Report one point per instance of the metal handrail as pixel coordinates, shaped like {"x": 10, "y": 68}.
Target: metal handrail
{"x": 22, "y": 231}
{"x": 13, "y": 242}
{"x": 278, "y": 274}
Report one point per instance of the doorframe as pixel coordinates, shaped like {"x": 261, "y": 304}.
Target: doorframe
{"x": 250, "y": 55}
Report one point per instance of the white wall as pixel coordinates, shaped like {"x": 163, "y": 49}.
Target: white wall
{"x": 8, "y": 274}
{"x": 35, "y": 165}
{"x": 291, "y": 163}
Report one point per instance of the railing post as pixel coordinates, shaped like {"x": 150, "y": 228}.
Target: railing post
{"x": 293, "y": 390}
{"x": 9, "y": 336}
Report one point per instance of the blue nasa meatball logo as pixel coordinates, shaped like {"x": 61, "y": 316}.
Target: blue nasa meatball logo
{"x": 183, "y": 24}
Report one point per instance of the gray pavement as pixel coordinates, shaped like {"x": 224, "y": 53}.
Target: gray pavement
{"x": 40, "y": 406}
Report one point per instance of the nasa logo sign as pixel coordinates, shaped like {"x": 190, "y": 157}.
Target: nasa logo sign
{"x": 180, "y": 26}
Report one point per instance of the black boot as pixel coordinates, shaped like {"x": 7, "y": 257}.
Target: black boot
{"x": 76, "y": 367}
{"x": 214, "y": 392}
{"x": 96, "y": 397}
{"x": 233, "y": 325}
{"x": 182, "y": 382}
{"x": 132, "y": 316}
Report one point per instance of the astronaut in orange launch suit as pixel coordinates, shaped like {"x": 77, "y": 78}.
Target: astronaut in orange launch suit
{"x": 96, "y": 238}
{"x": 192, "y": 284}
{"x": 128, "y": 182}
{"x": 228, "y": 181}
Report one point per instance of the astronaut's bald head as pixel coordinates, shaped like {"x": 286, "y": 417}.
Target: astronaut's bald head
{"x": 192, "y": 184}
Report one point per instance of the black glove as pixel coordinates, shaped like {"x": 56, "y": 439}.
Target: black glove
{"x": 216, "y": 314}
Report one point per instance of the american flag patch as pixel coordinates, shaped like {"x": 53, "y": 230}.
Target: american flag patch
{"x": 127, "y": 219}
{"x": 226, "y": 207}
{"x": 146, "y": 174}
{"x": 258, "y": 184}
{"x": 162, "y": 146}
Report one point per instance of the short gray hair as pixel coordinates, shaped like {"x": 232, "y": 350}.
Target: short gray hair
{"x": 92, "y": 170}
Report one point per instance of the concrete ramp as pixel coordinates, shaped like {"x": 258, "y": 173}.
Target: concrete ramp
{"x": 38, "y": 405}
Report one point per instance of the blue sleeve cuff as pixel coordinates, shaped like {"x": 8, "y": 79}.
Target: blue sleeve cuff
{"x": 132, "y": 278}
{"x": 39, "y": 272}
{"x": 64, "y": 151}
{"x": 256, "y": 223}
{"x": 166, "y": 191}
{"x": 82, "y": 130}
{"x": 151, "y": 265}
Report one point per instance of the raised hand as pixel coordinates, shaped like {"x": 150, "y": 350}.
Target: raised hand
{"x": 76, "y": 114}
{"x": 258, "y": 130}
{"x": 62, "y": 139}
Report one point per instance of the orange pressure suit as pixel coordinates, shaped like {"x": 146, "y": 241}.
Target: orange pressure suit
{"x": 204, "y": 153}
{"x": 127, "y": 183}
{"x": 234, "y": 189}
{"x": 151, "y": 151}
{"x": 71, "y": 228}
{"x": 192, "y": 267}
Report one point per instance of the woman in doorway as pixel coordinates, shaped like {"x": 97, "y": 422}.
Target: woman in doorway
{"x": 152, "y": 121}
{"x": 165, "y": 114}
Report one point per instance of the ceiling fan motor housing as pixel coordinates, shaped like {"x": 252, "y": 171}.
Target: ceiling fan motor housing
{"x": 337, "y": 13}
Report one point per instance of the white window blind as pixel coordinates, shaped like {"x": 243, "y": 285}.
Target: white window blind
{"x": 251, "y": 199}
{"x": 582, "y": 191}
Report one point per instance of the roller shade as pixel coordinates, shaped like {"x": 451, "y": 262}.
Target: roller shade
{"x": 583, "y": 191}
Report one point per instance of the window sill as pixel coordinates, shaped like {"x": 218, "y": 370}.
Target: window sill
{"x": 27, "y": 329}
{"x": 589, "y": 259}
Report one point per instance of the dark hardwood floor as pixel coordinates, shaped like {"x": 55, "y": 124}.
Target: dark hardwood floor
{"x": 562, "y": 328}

+ + +

* _Aim of the task_
Will you return exactly the lines above from the one with "Report one point per instance of the blue sleeve" down to the one with "Report one point per instance of the orange", counting both as part of the range?

* _Output of the exercise_
Report one point per instance of the blue sleeve cuff as pixel coordinates, shaped like {"x": 8, "y": 79}.
Target: blue sleeve cuff
{"x": 132, "y": 278}
{"x": 39, "y": 272}
{"x": 64, "y": 151}
{"x": 256, "y": 223}
{"x": 166, "y": 191}
{"x": 82, "y": 130}
{"x": 151, "y": 265}
Report one point per instance of the raised hand as pixel coordinates, shaped like {"x": 150, "y": 350}.
Target: raised hand
{"x": 76, "y": 114}
{"x": 258, "y": 130}
{"x": 62, "y": 139}
Report one point per instance of the orange pressure suit as pixel coordinates, shaped like {"x": 146, "y": 241}.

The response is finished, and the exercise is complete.